# VORLIEGENDER TEXT:
-=-=-=-=-
Als Ersatz für das strategische Frühwarnflugzeug Tupolew Tu-126 setzten die sowjetischen Luftstreitkräfte auf die bewährte Iljushin Il-76 als Trägerplattform für die Radaranlage. Aber die ebenfalls wichtigen Bereiche Gefechtsfeldüberwachung und Leitung taktischer Flugzeuge blieben zunächst unbeachtet. Diese Lücke sollte zu Beginn der 80er Jahre ein kleineres Muster füllen. Die Wahl fiel auf die Antonow An-72 mit ihren auf der Tragfläche montierten Triebwerken.
-=-=-=-=-
# ANWEISUNGEN:
a – Beantworte zum Text über sowjetische Frühwarnflugzeuge diese Fragen:
(i) Welches strategische Frühwarnflugzeug sollte ersetzt werden?
(ii) Welche Bereiche blieben zunächst unbeachtet?
(iii) Wo sind die Triebwerke der Antonow An-72 montiert?
b – Ordne in den Datensätzen die Zeilen von der Zeile mit „Where can the yellow sulfur deposit“ bis zum Ende der Datensätze als Markdown-Tabelle mit den Spalten „Nr.“ und „Zeile“ an. Leerzeilen lässt du weg.

# VORLIEGENDE DATENSÄTZE:
-=-=-=-=-
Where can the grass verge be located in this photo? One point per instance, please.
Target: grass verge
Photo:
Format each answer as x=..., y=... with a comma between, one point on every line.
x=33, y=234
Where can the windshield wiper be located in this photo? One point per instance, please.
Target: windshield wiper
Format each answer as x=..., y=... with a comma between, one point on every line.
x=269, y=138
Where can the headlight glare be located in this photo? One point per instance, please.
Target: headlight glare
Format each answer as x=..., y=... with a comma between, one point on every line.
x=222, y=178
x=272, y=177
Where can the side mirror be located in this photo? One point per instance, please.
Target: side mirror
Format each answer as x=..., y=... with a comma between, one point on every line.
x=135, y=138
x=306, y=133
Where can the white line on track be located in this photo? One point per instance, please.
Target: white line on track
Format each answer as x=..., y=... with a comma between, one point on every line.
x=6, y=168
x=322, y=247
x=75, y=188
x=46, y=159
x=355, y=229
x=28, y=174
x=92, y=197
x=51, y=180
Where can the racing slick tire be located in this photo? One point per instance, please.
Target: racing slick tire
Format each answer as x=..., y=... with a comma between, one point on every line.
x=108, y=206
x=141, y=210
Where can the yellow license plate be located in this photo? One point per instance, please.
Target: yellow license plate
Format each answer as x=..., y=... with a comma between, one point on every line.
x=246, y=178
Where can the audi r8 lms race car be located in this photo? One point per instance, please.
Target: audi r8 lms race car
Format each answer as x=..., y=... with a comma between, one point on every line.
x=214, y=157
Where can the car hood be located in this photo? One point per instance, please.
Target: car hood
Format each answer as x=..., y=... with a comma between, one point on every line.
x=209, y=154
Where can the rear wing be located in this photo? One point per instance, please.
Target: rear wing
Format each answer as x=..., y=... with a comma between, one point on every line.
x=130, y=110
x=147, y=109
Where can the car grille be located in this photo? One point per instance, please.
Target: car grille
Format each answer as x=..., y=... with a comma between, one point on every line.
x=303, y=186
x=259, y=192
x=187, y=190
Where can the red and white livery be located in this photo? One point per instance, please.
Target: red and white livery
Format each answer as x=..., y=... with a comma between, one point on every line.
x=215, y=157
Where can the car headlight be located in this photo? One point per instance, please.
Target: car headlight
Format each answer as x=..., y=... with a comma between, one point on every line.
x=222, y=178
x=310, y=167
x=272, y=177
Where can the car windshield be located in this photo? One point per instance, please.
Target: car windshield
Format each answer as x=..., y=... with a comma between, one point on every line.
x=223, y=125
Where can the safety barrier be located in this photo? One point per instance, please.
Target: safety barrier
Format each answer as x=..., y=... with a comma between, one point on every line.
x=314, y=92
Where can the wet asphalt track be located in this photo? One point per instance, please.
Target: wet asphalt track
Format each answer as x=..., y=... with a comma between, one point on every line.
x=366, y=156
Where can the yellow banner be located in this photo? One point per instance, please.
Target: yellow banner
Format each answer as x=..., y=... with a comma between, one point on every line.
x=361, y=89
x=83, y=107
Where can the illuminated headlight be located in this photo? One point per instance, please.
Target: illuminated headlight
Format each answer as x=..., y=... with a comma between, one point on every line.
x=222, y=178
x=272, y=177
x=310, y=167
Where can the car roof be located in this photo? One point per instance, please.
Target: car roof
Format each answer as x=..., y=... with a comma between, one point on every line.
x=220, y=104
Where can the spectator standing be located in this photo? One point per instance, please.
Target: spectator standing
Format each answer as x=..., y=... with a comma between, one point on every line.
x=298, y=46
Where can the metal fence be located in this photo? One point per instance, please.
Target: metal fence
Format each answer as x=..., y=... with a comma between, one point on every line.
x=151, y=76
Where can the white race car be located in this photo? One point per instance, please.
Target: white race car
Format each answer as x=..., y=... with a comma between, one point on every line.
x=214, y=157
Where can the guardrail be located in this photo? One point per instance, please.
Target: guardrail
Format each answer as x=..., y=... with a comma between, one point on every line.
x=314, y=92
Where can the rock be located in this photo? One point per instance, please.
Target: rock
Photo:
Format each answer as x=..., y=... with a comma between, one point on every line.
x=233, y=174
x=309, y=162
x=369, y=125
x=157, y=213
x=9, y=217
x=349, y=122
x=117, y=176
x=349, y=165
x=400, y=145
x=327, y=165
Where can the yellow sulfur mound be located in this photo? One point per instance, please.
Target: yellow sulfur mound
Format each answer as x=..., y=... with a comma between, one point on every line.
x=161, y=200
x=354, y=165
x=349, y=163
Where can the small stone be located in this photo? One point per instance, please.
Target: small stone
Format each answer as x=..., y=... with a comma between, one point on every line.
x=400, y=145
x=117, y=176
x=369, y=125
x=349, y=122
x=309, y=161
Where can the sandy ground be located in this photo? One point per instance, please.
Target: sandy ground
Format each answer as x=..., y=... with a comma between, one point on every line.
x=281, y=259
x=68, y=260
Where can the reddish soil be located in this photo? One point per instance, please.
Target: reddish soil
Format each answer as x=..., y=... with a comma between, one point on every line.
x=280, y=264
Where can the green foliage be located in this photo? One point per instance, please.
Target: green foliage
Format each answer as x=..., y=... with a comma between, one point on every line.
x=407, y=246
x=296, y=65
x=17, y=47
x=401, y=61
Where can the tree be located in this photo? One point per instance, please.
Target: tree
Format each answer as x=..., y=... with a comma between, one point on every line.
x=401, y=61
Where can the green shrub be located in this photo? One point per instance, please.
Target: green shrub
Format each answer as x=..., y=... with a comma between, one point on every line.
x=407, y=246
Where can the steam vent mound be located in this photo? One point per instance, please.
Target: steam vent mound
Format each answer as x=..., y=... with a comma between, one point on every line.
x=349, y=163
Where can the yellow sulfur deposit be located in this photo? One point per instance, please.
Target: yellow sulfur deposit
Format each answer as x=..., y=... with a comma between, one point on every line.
-=-=-=-=-
# ENDGÜLTIGE ANTWORTEN:
a –
(i) Die Tupolew Tu-126.
(ii) Die Gefechtsfeldüberwachung und die Leitung taktischer Flugzeuge.
(iii) Auf der Tragfläche.

b –
| Nr. | Zeile |
|---|---|
| 1 | Where can the yellow sulfur deposit be located in this photo? One point per instance, please. |
| 2 | Target: yellow sulfur deposit |
| 3 | Format each answer as x=..., y=... with a comma between, one point on every line. |